==== The records ====

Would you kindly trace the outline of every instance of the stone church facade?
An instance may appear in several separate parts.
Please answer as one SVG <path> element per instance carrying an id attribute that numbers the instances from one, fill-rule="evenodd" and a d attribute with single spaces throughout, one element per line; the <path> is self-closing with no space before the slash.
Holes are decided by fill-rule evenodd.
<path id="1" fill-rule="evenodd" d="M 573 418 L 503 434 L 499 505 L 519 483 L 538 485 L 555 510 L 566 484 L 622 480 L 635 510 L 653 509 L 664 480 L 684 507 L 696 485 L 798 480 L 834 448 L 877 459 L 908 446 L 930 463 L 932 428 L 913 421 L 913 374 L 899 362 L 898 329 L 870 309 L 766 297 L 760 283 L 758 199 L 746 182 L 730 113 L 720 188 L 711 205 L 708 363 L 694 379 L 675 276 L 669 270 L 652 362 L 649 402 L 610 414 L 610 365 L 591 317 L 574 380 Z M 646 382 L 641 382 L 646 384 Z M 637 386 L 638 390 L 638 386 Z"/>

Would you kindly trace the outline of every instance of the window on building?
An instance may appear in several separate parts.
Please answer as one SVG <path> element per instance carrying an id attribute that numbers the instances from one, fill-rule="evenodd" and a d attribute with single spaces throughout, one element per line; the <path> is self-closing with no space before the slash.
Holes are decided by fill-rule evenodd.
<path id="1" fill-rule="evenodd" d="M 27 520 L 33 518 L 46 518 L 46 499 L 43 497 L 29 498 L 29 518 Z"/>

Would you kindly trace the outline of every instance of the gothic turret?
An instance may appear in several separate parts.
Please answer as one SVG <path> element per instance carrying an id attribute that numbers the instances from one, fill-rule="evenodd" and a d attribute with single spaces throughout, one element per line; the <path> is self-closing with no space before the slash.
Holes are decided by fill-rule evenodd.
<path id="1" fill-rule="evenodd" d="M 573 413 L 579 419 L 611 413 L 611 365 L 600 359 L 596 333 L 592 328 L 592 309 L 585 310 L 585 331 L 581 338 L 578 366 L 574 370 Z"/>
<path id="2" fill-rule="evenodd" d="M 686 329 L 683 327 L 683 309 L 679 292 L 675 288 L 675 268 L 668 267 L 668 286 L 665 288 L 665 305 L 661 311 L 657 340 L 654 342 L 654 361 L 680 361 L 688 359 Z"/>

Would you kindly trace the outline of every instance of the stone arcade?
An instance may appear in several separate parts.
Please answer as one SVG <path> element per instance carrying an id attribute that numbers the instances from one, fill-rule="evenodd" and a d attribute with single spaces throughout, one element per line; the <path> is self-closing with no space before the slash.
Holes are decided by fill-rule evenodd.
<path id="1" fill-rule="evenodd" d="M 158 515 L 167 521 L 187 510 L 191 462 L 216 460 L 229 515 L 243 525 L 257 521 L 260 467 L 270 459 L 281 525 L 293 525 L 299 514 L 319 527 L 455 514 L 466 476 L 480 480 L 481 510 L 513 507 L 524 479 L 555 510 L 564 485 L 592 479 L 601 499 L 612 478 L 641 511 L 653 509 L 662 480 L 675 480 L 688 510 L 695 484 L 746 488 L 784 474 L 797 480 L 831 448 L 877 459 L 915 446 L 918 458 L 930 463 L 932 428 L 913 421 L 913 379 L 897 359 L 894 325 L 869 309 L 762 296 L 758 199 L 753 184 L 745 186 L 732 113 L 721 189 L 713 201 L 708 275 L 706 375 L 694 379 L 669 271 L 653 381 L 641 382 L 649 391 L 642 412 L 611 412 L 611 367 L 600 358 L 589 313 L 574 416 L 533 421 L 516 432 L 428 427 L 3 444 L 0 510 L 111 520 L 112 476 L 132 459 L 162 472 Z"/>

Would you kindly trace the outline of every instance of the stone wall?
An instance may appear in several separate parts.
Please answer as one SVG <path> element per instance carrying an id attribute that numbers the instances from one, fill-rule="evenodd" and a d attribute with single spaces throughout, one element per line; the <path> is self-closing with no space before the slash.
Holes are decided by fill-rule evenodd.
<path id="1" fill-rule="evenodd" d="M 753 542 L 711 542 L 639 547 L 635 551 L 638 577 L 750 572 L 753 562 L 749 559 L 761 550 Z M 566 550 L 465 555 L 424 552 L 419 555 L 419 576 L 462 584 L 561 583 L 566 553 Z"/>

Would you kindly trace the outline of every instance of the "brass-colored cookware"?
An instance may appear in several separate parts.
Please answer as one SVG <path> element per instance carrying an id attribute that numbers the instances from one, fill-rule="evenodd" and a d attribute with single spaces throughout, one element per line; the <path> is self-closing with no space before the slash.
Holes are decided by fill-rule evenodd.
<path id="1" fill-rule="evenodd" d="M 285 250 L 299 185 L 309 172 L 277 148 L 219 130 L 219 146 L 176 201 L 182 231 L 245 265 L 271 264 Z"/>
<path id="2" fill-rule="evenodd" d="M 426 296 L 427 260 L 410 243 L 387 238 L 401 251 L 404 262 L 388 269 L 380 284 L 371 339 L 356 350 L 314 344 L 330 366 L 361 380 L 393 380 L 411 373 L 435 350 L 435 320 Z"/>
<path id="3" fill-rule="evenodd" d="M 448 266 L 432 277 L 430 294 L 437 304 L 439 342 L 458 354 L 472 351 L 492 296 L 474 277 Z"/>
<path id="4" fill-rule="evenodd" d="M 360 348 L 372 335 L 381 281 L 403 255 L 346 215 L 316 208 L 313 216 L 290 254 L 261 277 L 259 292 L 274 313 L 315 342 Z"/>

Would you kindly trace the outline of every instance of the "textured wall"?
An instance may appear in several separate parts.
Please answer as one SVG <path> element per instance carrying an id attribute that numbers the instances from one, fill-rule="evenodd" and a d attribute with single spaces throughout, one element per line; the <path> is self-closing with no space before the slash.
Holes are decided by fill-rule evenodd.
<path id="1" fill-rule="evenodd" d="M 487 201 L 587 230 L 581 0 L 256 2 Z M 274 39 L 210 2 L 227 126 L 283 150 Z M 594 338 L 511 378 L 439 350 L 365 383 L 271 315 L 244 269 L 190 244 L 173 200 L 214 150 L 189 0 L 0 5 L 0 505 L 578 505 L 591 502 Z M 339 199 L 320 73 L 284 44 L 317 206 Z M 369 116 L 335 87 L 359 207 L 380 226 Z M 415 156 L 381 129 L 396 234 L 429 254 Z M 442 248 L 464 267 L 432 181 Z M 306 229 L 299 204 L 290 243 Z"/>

====

Convert every line of the items above into a JSON list of strings, one string per line, leaving out blank lines.

[
  "Would you kindly trace the outline of every instance of the stone church facade?",
  "An instance may appear in several separate parts.",
  "Please answer as one SVG <path> element per instance carrying an id attribute that numbers the instances from one, fill-rule=\"evenodd\" and a d attribute with single spaces throughout, one element per line; the <path> is self-closing with no space before the slash.",
  "Holes are decided by fill-rule evenodd.",
  "<path id=\"1\" fill-rule=\"evenodd\" d=\"M 573 418 L 503 434 L 499 505 L 519 483 L 538 485 L 555 510 L 566 484 L 622 480 L 635 510 L 653 509 L 664 480 L 684 507 L 696 485 L 798 480 L 834 448 L 877 459 L 908 446 L 930 463 L 932 428 L 913 421 L 913 374 L 899 362 L 898 329 L 870 309 L 766 297 L 760 283 L 758 199 L 746 182 L 730 113 L 720 188 L 711 205 L 708 363 L 694 379 L 675 276 L 669 270 L 652 362 L 649 402 L 610 414 L 610 365 L 591 317 L 574 380 Z M 646 382 L 641 382 L 646 384 Z M 637 386 L 638 390 L 638 386 Z\"/>",
  "Would you kindly trace the outline of every instance of the window on building?",
  "An instance may appear in several separate parts.",
  "Please answer as one SVG <path> element per instance carrying an id attribute that numbers the instances from one, fill-rule=\"evenodd\" and a d attribute with single spaces throughout, one element per line; the <path> is self-closing with no space before the slash.",
  "Holes are decided by fill-rule evenodd.",
  "<path id=\"1\" fill-rule=\"evenodd\" d=\"M 27 520 L 33 518 L 46 518 L 46 499 L 43 497 L 29 498 L 29 518 Z\"/>",
  "Would you kindly trace the outline of every instance of the gothic turret?",
  "An instance may appear in several separate parts.",
  "Please answer as one SVG <path> element per instance carrying an id attribute that numbers the instances from one, fill-rule=\"evenodd\" and a d attribute with single spaces throughout, one element per line; the <path> is self-closing with no space before the slash.",
  "Holes are decided by fill-rule evenodd.",
  "<path id=\"1\" fill-rule=\"evenodd\" d=\"M 573 413 L 579 419 L 611 413 L 611 365 L 600 359 L 596 333 L 592 328 L 592 309 L 585 310 L 585 331 L 581 338 L 578 366 L 574 370 Z\"/>",
  "<path id=\"2\" fill-rule=\"evenodd\" d=\"M 686 329 L 683 327 L 683 309 L 679 292 L 675 288 L 675 268 L 668 267 L 668 286 L 665 288 L 665 305 L 661 311 L 657 340 L 654 342 L 654 361 L 680 361 L 688 359 Z\"/>",
  "Would you kindly trace the outline of every instance of the stone arcade?",
  "An instance may appear in several separate parts.",
  "Please answer as one SVG <path> element per instance carrying an id attribute that numbers the instances from one, fill-rule=\"evenodd\" and a d attribute with single spaces throughout, one element per line; the <path> is self-closing with no space before the slash.",
  "Holes are decided by fill-rule evenodd.",
  "<path id=\"1\" fill-rule=\"evenodd\" d=\"M 158 515 L 167 521 L 187 510 L 191 462 L 216 460 L 229 515 L 243 525 L 257 521 L 260 467 L 270 459 L 281 525 L 293 525 L 299 514 L 319 527 L 455 514 L 466 476 L 480 480 L 481 510 L 513 507 L 524 479 L 555 510 L 564 485 L 592 479 L 601 499 L 612 478 L 641 511 L 653 509 L 662 480 L 675 480 L 688 510 L 695 484 L 746 488 L 784 474 L 797 480 L 831 448 L 877 459 L 915 446 L 918 458 L 930 463 L 932 428 L 913 421 L 913 379 L 897 359 L 894 325 L 869 309 L 762 296 L 758 199 L 753 184 L 745 186 L 732 113 L 721 189 L 713 201 L 708 275 L 706 375 L 694 379 L 669 271 L 653 381 L 641 382 L 649 391 L 642 412 L 611 412 L 611 367 L 600 358 L 589 313 L 574 416 L 533 421 L 516 432 L 428 427 L 3 444 L 0 510 L 111 520 L 112 476 L 132 459 L 162 472 Z\"/>",
  "Would you kindly trace the outline of every instance of the stone wall?",
  "An instance may appear in several separate parts.",
  "Please answer as one SVG <path> element per instance carrying an id attribute that numbers the instances from one, fill-rule=\"evenodd\" and a d attribute with single spaces throughout, one element per line; the <path> is self-closing with no space before the slash.",
  "Holes are decided by fill-rule evenodd.",
  "<path id=\"1\" fill-rule=\"evenodd\" d=\"M 753 542 L 711 542 L 639 547 L 635 551 L 638 577 L 750 572 L 753 562 L 749 559 L 761 550 Z M 566 550 L 465 555 L 424 552 L 419 555 L 419 576 L 462 584 L 561 583 L 566 553 Z\"/>",
  "Would you kindly trace the outline of every instance of the \"brass-colored cookware\"?",
  "An instance may appear in several separate parts.",
  "Please answer as one SVG <path> element per instance carrying an id attribute that numbers the instances from one, fill-rule=\"evenodd\" and a d attribute with single spaces throughout, one element per line; the <path> is self-closing with no space before the slash.",
  "Holes are decided by fill-rule evenodd.",
  "<path id=\"1\" fill-rule=\"evenodd\" d=\"M 285 250 L 299 185 L 309 172 L 277 148 L 219 130 L 219 146 L 176 201 L 182 231 L 245 265 L 271 264 Z\"/>",
  "<path id=\"2\" fill-rule=\"evenodd\" d=\"M 426 296 L 427 260 L 410 243 L 387 238 L 401 251 L 404 262 L 388 269 L 380 284 L 371 339 L 356 350 L 314 344 L 330 366 L 361 380 L 393 380 L 411 373 L 435 350 L 435 320 Z\"/>",
  "<path id=\"3\" fill-rule=\"evenodd\" d=\"M 448 266 L 432 277 L 430 294 L 437 304 L 439 342 L 458 354 L 472 351 L 492 296 L 474 277 Z\"/>",
  "<path id=\"4\" fill-rule=\"evenodd\" d=\"M 360 348 L 372 335 L 381 281 L 403 255 L 346 215 L 316 208 L 313 216 L 290 254 L 261 277 L 259 292 L 274 313 L 315 342 Z\"/>",
  "Would you kindly trace the outline of every instance of the \"textured wall\"?",
  "An instance may appear in several separate parts.",
  "Please answer as one SVG <path> element per instance carrying an id attribute that numbers the instances from one, fill-rule=\"evenodd\" and a d attribute with single spaces throughout, one element per line; the <path> is self-closing with no space before the slash.",
  "Holes are decided by fill-rule evenodd.",
  "<path id=\"1\" fill-rule=\"evenodd\" d=\"M 487 201 L 587 230 L 581 0 L 256 2 Z M 274 39 L 210 2 L 227 126 L 283 150 Z M 594 338 L 511 378 L 439 350 L 365 383 L 271 315 L 244 269 L 190 244 L 173 200 L 214 150 L 189 0 L 0 5 L 0 505 L 578 505 L 591 502 Z M 339 199 L 320 73 L 284 44 L 317 206 Z M 369 116 L 335 87 L 359 207 L 380 226 Z M 415 156 L 381 129 L 396 234 L 429 254 Z M 442 248 L 464 267 L 432 181 Z M 306 229 L 299 204 L 290 243 Z\"/>"
]